Things to do:
• 1. From the forum thread, extract the passage starting at "triangleYCoordinates = [350" and ending at "complicated about that?".
• 2. List every loop counter variable used in the for loops of the code in the forum thread.

----- Reading passage -----

My friend also gave me this code but it also makes a square. for i=1:100 for j=1:100 mat(j,i,1)=255; mat(j,i,2)=0; mat(j,i,3)=0; end end

imshow(mat)

Also pls bare my shitty editing skills, I’m not sure how to insert code since I’m using my iPad rn.

Thanks

if true

for i=1:100

for j=1:100

mat(j,i,1)=255;

mat(j,i,2)=0;

mat(j,i,3)=0;

end

end

imshow(mat)

end

if true

layer_1 = 255*ones(50, 50);

layer_2 = 255*ones(50, 50);

layer_3 = 255*ones(50, 50);

my_image(:,:,1) = layer_1; % applied to 3D matrix. my_image(:,:,2) = layer_2; % applied to 3D matrix. my_image(:,:,3) = layer_3;

imshow(my_image);

for row_index = 1:25 for col_index = 25:50 my_image(row_index,col_index,1)= 0; my_image(row_index,col_index,3) = 0; end end

imshow(my_image); end

Image Analyst
on 27 Nov 2019

See my attached demos.

Image Analyst
on 27 Nov 2019

You saw the code in demo #2:

% Make a triangle on it.

triangleXCoordinates = [360 420 480];

triangleYCoordinates = [350 252 350];

traiangleBinaryImage = poly2mask(triangleXCoordinates, triangleYCoordinates, rows, columns);

% Burn it into the gray scale image.

grayImage(traiangleBinaryImage) = 255;

What's complicated about that?

----- Data records -----

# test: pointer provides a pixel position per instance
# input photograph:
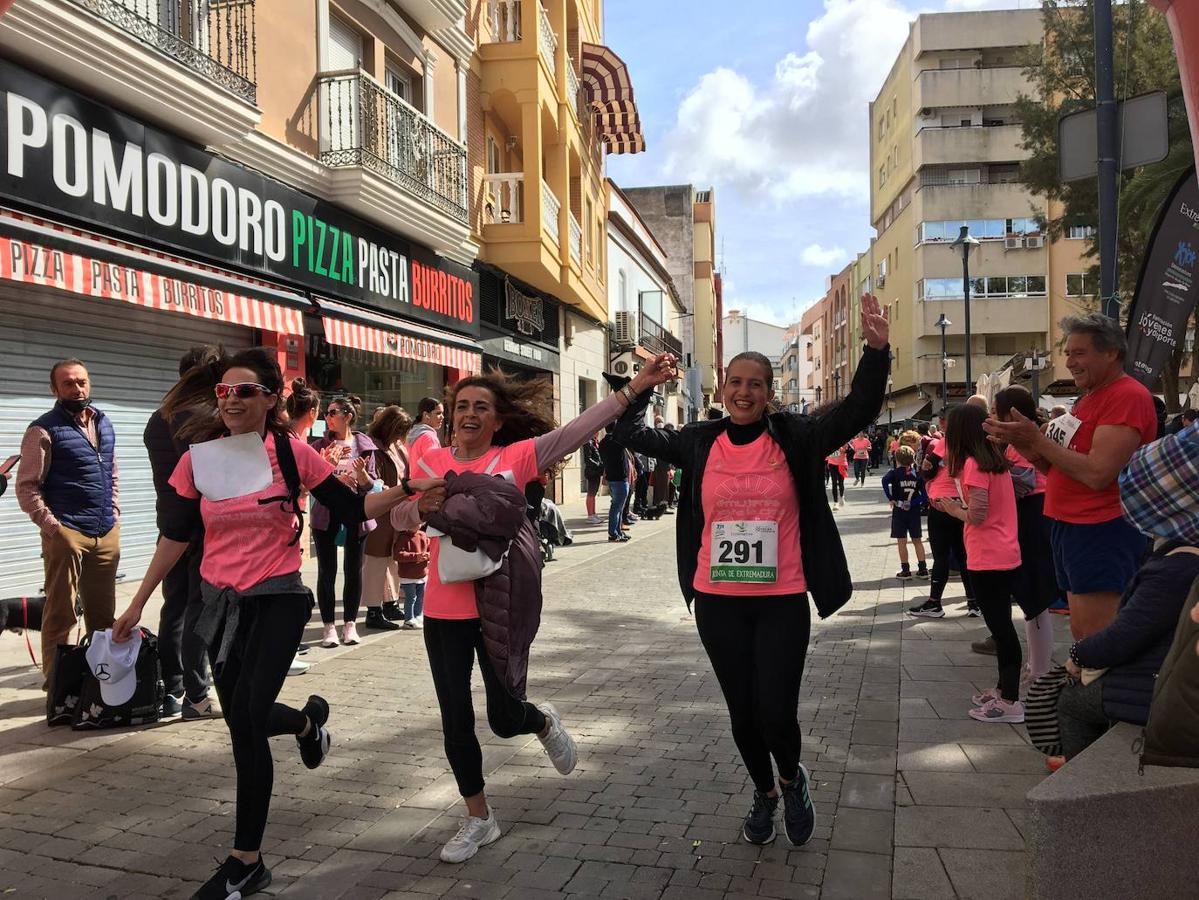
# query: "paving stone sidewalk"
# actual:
(914, 799)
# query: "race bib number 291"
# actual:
(745, 551)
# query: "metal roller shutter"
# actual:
(132, 355)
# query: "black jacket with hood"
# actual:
(805, 441)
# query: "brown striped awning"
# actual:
(609, 92)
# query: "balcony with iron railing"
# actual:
(657, 339)
(215, 38)
(365, 125)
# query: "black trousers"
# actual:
(993, 593)
(326, 573)
(453, 646)
(757, 646)
(185, 668)
(838, 482)
(1036, 580)
(248, 684)
(946, 537)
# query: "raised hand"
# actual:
(875, 327)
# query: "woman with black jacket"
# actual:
(752, 485)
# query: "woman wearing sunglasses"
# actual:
(255, 604)
(343, 447)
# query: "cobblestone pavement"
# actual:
(914, 799)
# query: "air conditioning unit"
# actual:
(624, 330)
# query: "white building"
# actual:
(644, 307)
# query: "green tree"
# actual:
(1062, 72)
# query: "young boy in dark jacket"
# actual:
(904, 488)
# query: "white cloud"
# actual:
(823, 257)
(805, 133)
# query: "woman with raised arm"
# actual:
(499, 427)
(255, 605)
(755, 537)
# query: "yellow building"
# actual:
(945, 152)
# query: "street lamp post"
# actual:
(964, 245)
(943, 324)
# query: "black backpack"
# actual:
(290, 472)
(143, 708)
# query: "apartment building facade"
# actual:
(252, 173)
(945, 152)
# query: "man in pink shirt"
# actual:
(67, 483)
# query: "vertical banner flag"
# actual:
(1166, 290)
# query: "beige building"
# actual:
(945, 152)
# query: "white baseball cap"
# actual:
(114, 665)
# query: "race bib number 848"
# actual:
(745, 551)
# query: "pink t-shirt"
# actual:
(751, 523)
(1019, 461)
(518, 464)
(246, 542)
(940, 484)
(993, 545)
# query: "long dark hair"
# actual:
(524, 406)
(964, 439)
(194, 393)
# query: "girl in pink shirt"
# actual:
(992, 548)
(255, 605)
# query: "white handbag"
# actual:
(456, 565)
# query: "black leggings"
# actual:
(757, 646)
(838, 483)
(860, 471)
(993, 593)
(946, 537)
(248, 683)
(1036, 580)
(452, 645)
(326, 573)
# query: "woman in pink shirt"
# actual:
(255, 605)
(499, 427)
(993, 549)
(755, 539)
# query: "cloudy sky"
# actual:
(766, 101)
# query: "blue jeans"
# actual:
(414, 600)
(619, 491)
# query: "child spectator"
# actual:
(904, 488)
(413, 557)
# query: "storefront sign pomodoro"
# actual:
(71, 156)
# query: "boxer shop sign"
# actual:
(67, 155)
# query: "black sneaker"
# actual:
(172, 706)
(759, 827)
(378, 622)
(235, 880)
(928, 609)
(314, 746)
(799, 814)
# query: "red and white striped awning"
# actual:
(175, 284)
(610, 97)
(377, 333)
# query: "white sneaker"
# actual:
(475, 833)
(559, 744)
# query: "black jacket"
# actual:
(615, 461)
(805, 441)
(1133, 646)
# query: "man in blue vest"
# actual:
(67, 484)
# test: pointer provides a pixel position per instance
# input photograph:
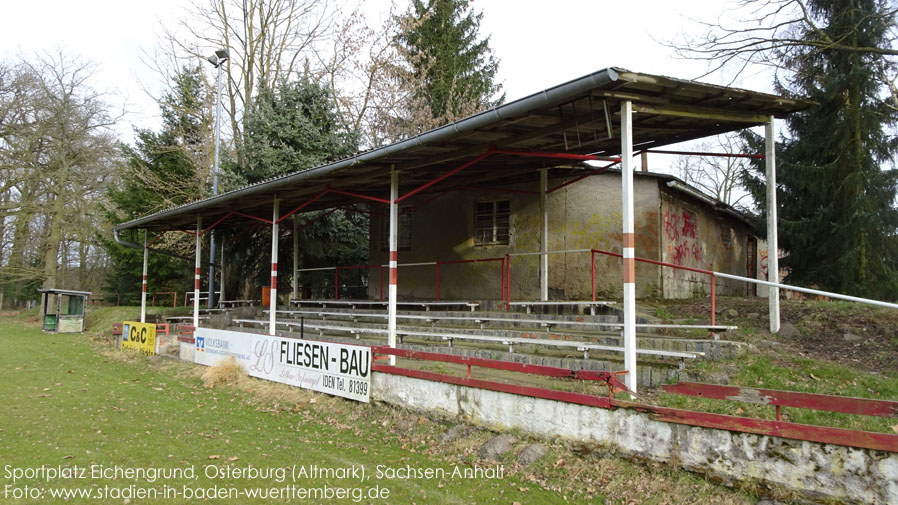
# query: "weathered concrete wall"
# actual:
(696, 235)
(670, 226)
(811, 469)
(584, 215)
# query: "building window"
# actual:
(491, 223)
(405, 230)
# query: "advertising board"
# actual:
(139, 337)
(337, 369)
(212, 346)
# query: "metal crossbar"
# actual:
(544, 322)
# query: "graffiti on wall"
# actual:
(681, 231)
(763, 254)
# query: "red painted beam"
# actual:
(444, 176)
(829, 403)
(548, 394)
(796, 431)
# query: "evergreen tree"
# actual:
(292, 127)
(453, 71)
(837, 212)
(160, 171)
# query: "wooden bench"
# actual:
(359, 303)
(591, 304)
(547, 323)
(584, 347)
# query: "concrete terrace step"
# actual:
(581, 344)
(496, 321)
(704, 348)
(651, 372)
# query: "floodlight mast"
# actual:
(217, 60)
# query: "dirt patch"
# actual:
(853, 335)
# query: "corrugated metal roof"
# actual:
(580, 116)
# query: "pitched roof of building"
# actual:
(581, 116)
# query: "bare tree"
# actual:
(267, 40)
(778, 32)
(56, 153)
(718, 176)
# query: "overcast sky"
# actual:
(539, 43)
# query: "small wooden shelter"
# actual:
(64, 310)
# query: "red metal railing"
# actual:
(778, 428)
(502, 272)
(609, 378)
(779, 399)
(173, 294)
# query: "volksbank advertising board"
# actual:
(337, 369)
(213, 346)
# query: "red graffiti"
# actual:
(671, 226)
(680, 252)
(688, 224)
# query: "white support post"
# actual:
(772, 246)
(295, 258)
(273, 302)
(394, 259)
(143, 284)
(221, 297)
(628, 241)
(544, 238)
(196, 275)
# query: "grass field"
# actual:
(68, 402)
(72, 401)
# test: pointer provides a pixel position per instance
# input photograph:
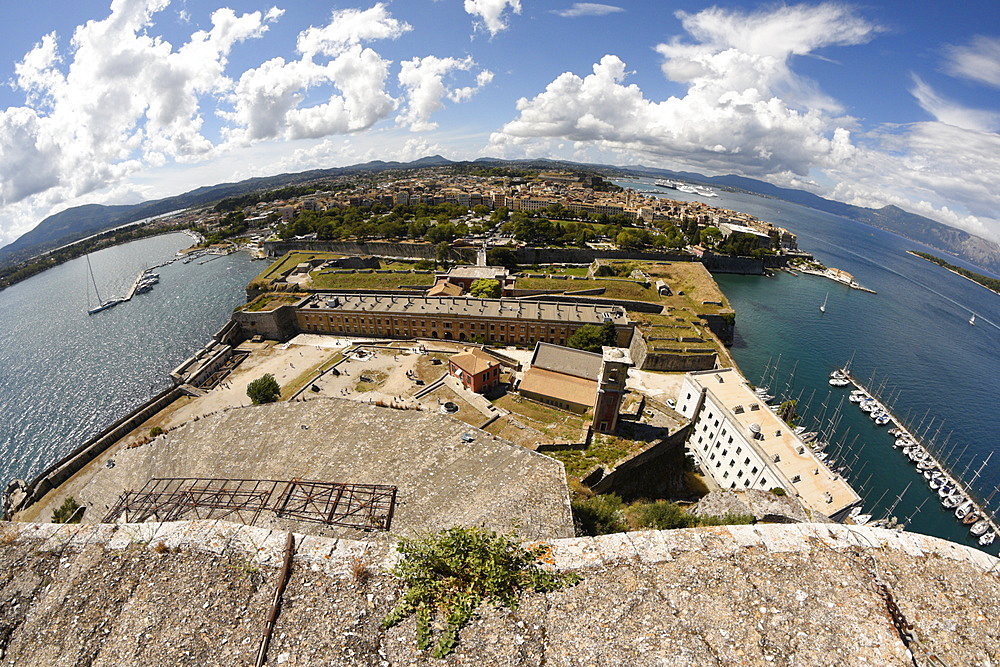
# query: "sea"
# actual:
(912, 342)
(66, 375)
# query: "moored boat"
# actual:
(980, 527)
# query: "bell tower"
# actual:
(610, 388)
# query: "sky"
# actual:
(888, 102)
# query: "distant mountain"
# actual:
(83, 221)
(977, 250)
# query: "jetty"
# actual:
(949, 478)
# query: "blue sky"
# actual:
(881, 103)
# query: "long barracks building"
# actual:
(493, 321)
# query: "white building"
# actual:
(742, 444)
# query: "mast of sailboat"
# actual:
(915, 512)
(90, 270)
(897, 500)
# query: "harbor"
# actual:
(955, 495)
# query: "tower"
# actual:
(610, 388)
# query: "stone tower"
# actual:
(610, 388)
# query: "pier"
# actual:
(979, 508)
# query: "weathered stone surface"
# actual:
(780, 595)
(444, 479)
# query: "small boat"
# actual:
(980, 527)
(951, 502)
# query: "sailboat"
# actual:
(103, 305)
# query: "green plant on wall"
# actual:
(451, 573)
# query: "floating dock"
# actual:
(981, 510)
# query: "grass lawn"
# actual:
(603, 450)
(289, 261)
(333, 281)
(613, 289)
(272, 300)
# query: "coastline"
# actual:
(946, 268)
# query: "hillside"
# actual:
(77, 223)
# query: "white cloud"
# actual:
(952, 113)
(350, 27)
(978, 61)
(268, 100)
(125, 96)
(423, 81)
(491, 13)
(587, 9)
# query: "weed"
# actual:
(454, 571)
(359, 570)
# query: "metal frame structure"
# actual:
(368, 506)
(362, 506)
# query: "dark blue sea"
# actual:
(912, 339)
(65, 375)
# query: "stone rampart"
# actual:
(676, 361)
(72, 463)
(791, 594)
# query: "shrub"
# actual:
(264, 389)
(451, 573)
(661, 515)
(69, 512)
(599, 515)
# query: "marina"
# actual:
(954, 494)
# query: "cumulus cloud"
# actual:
(125, 97)
(423, 81)
(491, 13)
(978, 61)
(952, 113)
(587, 9)
(744, 110)
(268, 100)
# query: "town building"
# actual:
(493, 321)
(475, 369)
(742, 444)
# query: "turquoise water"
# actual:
(66, 375)
(912, 338)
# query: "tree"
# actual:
(264, 389)
(504, 257)
(485, 288)
(710, 236)
(592, 337)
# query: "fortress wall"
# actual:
(768, 594)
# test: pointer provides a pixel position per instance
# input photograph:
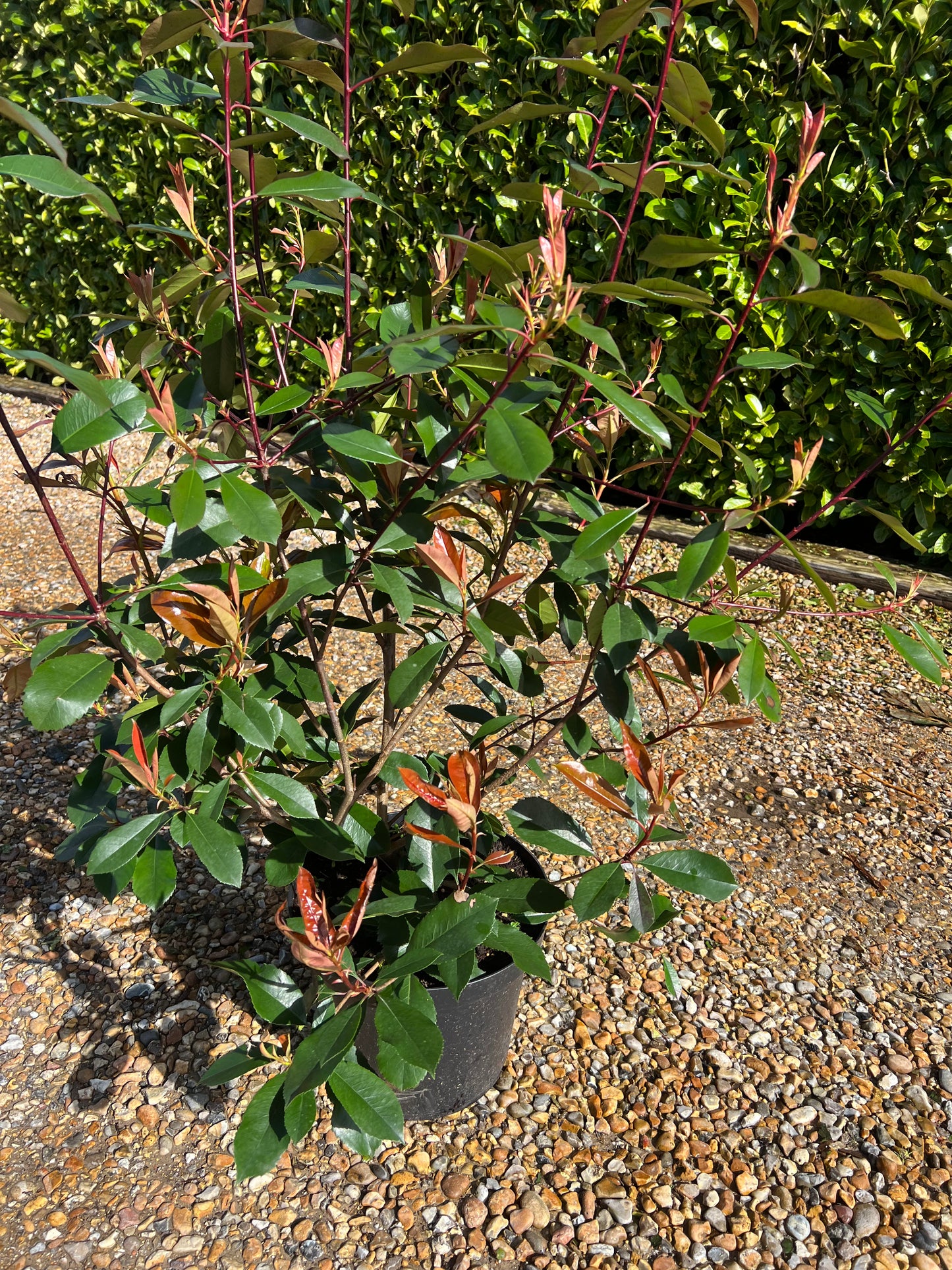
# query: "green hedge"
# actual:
(880, 201)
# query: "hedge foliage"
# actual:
(882, 200)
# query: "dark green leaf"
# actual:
(767, 361)
(250, 509)
(544, 824)
(60, 691)
(409, 678)
(262, 1137)
(324, 186)
(220, 355)
(412, 1034)
(677, 252)
(520, 948)
(123, 844)
(219, 849)
(318, 1054)
(874, 314)
(601, 535)
(167, 88)
(702, 558)
(641, 913)
(343, 438)
(50, 177)
(155, 875)
(696, 871)
(275, 995)
(914, 652)
(306, 129)
(516, 446)
(598, 889)
(291, 795)
(452, 927)
(367, 1101)
(752, 670)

-----

In response:
• 1.
triangleYCoordinates = [350 252 350];

traiangleBinaryImage = poly2mask(triangleXCoordinates, triangleYCoordinates, rows, columns);

% Burn it into the gray scale image.

grayImage(traiangleBinaryImage) = 255;

What's complicated about that?

• 2. i, j, row_index, col_index